> _Prompt_:
Rewrite every one of the records below as a numbered list with one line per item, omitting blank lines. Leave the pictures out of the answer.

(Coordinate labeling data)
>> start

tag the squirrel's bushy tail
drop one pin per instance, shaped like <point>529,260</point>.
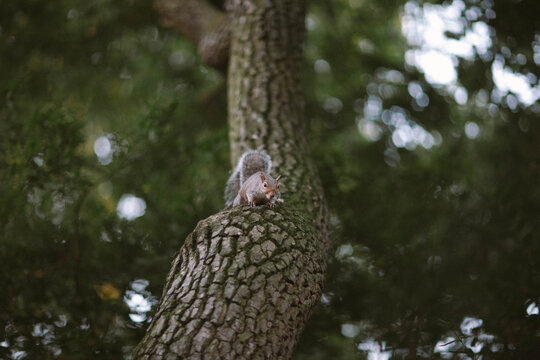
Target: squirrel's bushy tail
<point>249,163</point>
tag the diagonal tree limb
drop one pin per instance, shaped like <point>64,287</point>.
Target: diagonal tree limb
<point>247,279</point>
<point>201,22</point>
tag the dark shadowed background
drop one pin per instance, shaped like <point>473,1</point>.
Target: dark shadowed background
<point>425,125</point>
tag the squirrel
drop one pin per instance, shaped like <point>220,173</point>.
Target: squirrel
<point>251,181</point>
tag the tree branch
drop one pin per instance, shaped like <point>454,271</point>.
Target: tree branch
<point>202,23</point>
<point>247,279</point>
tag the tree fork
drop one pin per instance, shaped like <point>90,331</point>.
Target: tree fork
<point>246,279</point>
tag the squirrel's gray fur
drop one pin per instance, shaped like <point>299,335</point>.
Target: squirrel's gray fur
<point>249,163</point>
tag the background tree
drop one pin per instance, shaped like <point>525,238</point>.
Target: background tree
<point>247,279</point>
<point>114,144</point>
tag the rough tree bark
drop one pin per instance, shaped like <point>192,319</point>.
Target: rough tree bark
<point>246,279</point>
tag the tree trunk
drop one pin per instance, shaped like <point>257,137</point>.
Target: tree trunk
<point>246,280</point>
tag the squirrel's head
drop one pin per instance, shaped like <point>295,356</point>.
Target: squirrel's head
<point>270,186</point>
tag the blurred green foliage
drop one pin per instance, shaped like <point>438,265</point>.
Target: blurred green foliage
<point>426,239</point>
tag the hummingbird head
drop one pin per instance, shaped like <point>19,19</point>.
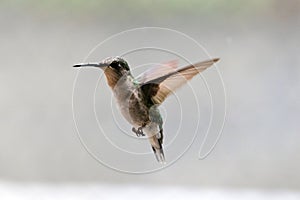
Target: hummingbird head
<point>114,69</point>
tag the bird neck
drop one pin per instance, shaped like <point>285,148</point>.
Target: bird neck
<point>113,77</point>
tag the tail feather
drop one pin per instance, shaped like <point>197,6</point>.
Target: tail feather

>> end

> _Reply_:
1. tag the squirrel's bushy tail
2. drop one pin per instance, shaped like <point>529,260</point>.
3. Target: squirrel's bushy tail
4. <point>249,163</point>
5. tag the diagonal tree limb
6. drop one pin per instance, shaped like <point>64,287</point>.
7. Target: diagonal tree limb
8. <point>247,279</point>
9. <point>201,22</point>
10. tag the dark shadowed background
11. drop one pin per instance, shaped like <point>473,1</point>.
12. Target: dark shadowed background
13. <point>425,125</point>
14. tag the squirrel
15. drop one pin per instance, shaped like <point>220,173</point>.
16. Target: squirrel
17. <point>251,181</point>
18. tag the tree branch
19. drop one pin per instance, shaped like <point>454,271</point>.
20. Target: tree branch
21. <point>202,23</point>
22. <point>247,279</point>
23. tag the tree fork
24. drop one pin per instance, shaped like <point>90,331</point>.
25. Target: tree fork
26. <point>246,279</point>
27. tag the squirrel's gray fur
28. drop one pin per instance, shaped like <point>299,335</point>.
29. Target: squirrel's gray fur
30. <point>249,163</point>
31. tag the background tree
32. drop one pin per instance, shaped like <point>525,238</point>.
33. Target: background tree
34. <point>247,279</point>
35. <point>114,144</point>
36. tag the rough tree bark
37. drop one pin per instance, shaped like <point>192,319</point>.
38. Target: rough tree bark
39. <point>246,279</point>
40. tag the tree trunk
41. drop one pin per instance, shaped like <point>257,137</point>.
42. Target: tree trunk
43. <point>246,280</point>
44. tag the squirrel's head
45. drop one pin per instance, shaped like <point>295,356</point>.
46. Target: squirrel's head
47. <point>270,186</point>
48. tag the blurred green foliage
49. drop one pin per instance, shaped like <point>438,265</point>.
50. Target: blurred green foliage
51. <point>426,239</point>
52. tag the hummingbird head
53. drop one pin per instance, shaped like <point>19,19</point>.
54. Target: hummingbird head
55. <point>114,69</point>
56. tag the bird neck
57. drop one pin per instance, shaped like <point>285,148</point>.
58. Target: bird neck
59. <point>113,77</point>
60. tag the tail feather
61. drop one pin per instance, shaped like <point>197,6</point>.
62. Target: tail feather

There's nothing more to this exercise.